Правда, Шелгунов, захваченный революционным движением начала 1860-х годов, составил однажды анонимное воззвание, в котором сгоряча заявил: “Если бы для осуществления наших стремлений — для раздела земли между народом — пришлось бы вырезать сто тысяч помещиков, мы не испугались бы и этого”. Ужасные слова! Но больше никогда ничего подобного он не писал. Годы пережитого, годы раздумий далеко отвели его от революционного экстремизма.
И Лавров, и Шелгунов стали прямыми последователями Герцена, в русском революционном движении они заняли фланг, который можно назвать европейским. Они обладали сходным, родственным мироощущением, искали пути к политической свободе и, вместе с тем, к избавлению от дикости российских нравов.
Шелгунов отмечал: “Широко развитое чувство свободы делало для Герцена невыносимым всякое насилие, в какой бы форме и где бы оно ни совершалось”. И еще — в статье, посвященной тому же Герцену: “У нас привыкли говорить, что западники не имеют корней в родной почве, что они — неорганический продукт. Это выдумка стоячей России. У мысли нет отечества и для нее нет границ. С той минуты, как на берегах Невы появился Петербург, русская мысль связалась с европейской и должна была идти путем европейской логики, — иначе зачем же и окно?”
━━━━━━━━
#### Что сделать:
**1.** Ответьте по отрывку о Шелгунове:
(а) Скольких помещиков, по словам анонимного воззвания Шелгунова, «не испугались бы» вырезать ради раздела земли?
(б) Чьими прямыми последователями стали Лавров и Шелгунов?
(в) Какой город, по словам Шелгунова, появился на берегах Невы?
**2.** Допишите отрывок о Шелгунове и Герцене, начав сразу после его последнего предложения.
━━━━━━━━
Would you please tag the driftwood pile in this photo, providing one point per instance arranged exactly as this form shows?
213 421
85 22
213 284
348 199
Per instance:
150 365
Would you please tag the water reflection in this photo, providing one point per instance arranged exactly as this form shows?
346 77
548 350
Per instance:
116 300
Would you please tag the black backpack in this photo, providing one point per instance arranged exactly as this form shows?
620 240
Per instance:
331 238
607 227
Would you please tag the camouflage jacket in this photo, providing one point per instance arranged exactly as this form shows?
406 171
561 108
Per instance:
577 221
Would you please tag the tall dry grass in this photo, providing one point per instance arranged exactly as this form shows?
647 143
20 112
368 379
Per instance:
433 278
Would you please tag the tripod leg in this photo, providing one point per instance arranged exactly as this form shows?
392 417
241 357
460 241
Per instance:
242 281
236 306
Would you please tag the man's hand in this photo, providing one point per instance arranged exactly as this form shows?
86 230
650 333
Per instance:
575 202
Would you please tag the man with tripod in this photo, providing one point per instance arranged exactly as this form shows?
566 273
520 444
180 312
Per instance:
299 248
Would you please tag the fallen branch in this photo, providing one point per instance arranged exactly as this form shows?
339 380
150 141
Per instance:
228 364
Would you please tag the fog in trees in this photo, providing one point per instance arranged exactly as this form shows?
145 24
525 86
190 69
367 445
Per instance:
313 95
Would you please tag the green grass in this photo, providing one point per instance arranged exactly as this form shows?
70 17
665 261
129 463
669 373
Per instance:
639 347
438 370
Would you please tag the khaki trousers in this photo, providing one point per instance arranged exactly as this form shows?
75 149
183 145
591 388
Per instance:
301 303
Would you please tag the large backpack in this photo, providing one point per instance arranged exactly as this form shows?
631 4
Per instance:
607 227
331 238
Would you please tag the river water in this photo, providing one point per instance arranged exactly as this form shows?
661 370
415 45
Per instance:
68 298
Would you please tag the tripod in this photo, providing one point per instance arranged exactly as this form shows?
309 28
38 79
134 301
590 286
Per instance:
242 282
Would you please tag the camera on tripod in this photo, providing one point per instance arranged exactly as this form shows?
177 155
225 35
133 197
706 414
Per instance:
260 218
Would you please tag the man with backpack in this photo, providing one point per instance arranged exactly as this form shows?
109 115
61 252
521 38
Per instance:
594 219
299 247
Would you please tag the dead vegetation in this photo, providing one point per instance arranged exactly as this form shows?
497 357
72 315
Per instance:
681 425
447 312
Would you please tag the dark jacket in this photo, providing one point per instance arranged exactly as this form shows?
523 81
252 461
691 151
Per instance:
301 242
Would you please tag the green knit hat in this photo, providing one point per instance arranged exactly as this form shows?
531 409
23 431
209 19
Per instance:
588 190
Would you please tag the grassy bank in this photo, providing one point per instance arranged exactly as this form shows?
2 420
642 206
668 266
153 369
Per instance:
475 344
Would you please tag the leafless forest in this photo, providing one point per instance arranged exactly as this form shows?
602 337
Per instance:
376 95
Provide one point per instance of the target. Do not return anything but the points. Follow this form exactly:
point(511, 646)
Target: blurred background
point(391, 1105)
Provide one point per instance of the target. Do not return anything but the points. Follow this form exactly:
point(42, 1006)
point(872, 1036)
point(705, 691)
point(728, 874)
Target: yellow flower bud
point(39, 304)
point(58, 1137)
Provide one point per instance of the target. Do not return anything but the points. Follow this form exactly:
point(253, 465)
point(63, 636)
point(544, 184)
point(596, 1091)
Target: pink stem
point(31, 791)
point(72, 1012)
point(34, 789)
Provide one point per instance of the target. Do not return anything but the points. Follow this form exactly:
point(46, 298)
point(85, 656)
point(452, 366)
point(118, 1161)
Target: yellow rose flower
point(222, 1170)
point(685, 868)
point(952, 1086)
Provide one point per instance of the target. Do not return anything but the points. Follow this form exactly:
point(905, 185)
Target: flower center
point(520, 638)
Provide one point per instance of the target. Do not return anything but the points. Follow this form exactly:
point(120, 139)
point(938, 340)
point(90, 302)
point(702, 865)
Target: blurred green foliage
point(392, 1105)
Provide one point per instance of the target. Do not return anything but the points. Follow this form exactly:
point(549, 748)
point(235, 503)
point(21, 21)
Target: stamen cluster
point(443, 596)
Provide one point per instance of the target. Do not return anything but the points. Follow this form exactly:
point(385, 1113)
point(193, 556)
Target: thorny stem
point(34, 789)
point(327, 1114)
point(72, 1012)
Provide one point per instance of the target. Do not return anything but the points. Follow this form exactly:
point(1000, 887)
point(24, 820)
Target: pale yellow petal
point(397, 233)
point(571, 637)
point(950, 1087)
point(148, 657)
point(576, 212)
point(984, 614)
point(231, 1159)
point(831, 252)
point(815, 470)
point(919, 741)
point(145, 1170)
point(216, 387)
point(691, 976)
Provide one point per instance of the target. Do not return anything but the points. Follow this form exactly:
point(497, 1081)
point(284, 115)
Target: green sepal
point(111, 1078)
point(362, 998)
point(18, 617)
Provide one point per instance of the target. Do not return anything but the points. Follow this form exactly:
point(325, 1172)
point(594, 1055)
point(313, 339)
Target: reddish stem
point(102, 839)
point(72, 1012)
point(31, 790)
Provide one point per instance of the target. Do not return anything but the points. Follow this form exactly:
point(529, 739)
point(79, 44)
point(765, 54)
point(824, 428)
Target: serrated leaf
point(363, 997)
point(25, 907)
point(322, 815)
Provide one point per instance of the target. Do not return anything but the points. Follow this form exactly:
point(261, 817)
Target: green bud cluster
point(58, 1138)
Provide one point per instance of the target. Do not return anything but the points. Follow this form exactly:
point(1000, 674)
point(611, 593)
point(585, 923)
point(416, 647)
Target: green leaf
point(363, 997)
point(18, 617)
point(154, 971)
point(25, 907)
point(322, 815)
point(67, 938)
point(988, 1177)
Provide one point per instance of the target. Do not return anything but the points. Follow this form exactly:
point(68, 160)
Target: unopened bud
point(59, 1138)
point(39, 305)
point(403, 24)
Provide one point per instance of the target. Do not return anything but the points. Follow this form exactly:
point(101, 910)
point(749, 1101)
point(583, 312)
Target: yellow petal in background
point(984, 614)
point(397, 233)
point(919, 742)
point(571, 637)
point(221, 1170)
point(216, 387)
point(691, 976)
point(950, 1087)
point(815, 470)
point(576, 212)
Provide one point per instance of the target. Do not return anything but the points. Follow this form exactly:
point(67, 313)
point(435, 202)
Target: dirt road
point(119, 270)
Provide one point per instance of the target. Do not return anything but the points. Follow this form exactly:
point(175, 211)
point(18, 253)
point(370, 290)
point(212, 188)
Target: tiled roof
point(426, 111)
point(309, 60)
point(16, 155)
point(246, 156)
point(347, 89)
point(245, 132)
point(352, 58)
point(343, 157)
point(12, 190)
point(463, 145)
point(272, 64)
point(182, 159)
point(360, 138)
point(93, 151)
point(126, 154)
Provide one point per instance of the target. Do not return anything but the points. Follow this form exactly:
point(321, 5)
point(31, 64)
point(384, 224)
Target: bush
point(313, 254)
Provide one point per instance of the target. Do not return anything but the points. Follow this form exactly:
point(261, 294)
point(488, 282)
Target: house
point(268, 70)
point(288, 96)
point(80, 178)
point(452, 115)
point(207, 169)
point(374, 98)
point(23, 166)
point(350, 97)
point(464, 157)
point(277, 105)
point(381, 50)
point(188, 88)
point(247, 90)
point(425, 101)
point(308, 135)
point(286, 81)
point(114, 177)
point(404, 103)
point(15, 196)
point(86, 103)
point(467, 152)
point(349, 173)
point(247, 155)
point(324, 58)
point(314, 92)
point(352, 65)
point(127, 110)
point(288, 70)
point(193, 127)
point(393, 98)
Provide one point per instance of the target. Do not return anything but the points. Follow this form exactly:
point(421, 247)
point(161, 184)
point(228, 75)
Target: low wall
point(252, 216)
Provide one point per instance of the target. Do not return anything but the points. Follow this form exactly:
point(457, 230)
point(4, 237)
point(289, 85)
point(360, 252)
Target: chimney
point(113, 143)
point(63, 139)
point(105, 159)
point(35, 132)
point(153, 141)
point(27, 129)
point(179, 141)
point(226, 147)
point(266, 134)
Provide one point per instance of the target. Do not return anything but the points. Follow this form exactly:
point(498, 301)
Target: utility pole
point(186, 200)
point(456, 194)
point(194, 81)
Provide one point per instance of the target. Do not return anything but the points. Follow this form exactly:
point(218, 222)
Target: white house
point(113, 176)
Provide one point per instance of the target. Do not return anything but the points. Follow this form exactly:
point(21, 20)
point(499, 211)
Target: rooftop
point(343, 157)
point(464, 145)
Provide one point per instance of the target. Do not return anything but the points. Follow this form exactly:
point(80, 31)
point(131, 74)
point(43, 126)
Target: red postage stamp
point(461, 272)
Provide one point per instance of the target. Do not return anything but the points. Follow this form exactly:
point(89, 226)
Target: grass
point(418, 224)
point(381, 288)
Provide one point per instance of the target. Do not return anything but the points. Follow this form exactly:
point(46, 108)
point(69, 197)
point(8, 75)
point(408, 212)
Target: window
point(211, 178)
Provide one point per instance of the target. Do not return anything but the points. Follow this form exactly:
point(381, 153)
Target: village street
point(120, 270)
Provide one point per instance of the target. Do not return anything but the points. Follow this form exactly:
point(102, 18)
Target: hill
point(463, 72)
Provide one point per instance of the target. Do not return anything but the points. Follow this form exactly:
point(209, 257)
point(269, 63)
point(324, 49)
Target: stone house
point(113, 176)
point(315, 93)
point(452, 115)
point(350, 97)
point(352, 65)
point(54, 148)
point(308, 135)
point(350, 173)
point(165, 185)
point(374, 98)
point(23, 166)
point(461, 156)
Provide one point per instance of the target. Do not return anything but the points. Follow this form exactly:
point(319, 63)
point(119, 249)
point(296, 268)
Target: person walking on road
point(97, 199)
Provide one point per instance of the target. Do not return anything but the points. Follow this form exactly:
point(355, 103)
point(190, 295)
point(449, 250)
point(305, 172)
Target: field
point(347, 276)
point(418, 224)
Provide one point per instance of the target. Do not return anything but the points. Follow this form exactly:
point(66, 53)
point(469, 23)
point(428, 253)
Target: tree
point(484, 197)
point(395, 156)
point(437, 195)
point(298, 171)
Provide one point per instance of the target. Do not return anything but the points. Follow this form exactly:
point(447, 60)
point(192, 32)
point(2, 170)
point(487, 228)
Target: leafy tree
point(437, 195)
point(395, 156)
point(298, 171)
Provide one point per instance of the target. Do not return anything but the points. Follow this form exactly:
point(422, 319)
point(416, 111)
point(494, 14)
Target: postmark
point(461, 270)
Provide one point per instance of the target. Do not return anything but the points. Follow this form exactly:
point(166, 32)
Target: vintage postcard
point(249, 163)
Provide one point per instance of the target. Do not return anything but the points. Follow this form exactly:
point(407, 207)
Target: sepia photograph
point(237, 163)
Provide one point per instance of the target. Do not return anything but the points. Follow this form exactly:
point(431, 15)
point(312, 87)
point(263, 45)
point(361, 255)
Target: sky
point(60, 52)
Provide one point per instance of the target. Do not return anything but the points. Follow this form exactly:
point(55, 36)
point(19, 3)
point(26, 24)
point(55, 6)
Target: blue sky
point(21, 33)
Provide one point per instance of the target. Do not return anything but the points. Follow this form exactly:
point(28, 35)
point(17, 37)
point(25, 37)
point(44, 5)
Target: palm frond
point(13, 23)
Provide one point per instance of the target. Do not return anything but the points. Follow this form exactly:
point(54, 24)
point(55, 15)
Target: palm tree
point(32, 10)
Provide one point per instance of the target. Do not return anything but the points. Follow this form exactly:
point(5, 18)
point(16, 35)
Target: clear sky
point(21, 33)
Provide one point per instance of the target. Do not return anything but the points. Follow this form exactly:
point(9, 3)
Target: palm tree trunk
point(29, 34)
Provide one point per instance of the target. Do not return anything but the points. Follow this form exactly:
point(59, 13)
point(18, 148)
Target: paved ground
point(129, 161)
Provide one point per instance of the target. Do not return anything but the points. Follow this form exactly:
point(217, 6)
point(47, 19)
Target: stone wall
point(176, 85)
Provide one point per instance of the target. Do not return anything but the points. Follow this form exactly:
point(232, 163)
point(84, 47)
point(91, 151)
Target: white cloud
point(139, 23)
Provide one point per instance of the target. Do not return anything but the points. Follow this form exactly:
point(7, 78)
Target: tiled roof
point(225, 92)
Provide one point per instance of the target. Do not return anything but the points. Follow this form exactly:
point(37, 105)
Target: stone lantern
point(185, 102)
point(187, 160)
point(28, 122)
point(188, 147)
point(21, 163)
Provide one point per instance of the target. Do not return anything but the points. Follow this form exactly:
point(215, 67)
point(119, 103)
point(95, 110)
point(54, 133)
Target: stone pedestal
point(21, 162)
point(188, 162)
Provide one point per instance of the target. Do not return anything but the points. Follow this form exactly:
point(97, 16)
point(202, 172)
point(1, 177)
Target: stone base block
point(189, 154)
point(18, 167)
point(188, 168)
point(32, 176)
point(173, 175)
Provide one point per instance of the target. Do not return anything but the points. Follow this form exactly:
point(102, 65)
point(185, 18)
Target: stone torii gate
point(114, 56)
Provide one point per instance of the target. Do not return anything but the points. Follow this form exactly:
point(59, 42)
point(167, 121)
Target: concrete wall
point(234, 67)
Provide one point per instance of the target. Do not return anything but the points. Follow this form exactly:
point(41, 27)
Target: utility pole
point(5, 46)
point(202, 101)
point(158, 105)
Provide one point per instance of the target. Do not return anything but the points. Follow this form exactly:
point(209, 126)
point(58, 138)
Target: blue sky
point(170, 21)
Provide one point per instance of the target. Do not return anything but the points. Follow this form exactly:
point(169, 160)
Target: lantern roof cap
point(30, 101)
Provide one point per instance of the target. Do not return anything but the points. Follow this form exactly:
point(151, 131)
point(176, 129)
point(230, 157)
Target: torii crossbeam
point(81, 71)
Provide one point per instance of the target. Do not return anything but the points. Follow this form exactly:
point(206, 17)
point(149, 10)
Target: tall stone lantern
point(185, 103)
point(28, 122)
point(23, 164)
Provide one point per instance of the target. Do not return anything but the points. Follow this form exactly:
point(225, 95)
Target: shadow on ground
━━━━━━━━
#### Ответы к заданиям:
**1.**
(а) Сто тысяч.
(б) Герцена.
(в) Петербург.

**2.**
В какой мере можно придавать значение тому факту, что у всех троих — Герцена, Лаврова и Шелгунова — матери были немками, не берусь судить, но по духу они были, конечно, подлинные европейцы. Предтечи большевиков — “бесы”! — занимали в русском революционном движении другой фланг.
За годы исследований мне удалось поднять большой архивный материал, и в биографических книгах моих немало новых, доселе бывших неизвестными исторических сведений. Не могу утверждать, что я знаю о моих героях решительно все, но я к этому стремился.
И тут возникает вопрос: так ли уж нужно автору узнавать о своих героях решительно все? Поскольку за автором исторических повестей, как правило, признается право на домысел и на вымысел.
Как пел Окуджава: “Вымысел не есть обман…” Да, вымысел не есть обман, если автор преподносит его именно как вымысел. Но существует немало писателей, которые рассказывают о реальных событиях, но при этом готовы пренебречь исторической достоверностью ради выполнения своей художественной задачи. Также существует многочисленная категория читателей, которым все равно, как оно там происходило на самом деле, лишь бы интересно было написано. Но разве без вымысла художественное произведение не может быть интересным? Разве неинтересны “Былое и думы” Герцена? Невыдуманные рассказы Лескова?
В исторической прозе не должно быть втирания очков.
Конечно, свобода вымысла дает простор авторскому воображению. Вымысел может оказаться удачным, если он правдив по своей глубинной сути и представляет собой сгущенную реальность. Авторская свобода заманчива, что и говорить. Я вот тоже сочинял повести и рассказы, отдавая дань свободному вымыслу, тоже сплетал сюжеты.
Что же может возместить на страницах повести отсутствие вымысла?
Вспоминаю совет Тургенева, данный им в письме к Полонскому, я с удовольствием процитировал его в моей повести “Высокая лестница”: “К живописи применяется то же, что и к литературе, ко всякому искусству: кто все детали передает — пропал; надо уметь схватывать одни характеристические детали; в этом одном и состоит талант и даже то, что называется творчеством”.
Именно характеристические детали помогают выстроить повествование в логический ряд, то есть в сюжет.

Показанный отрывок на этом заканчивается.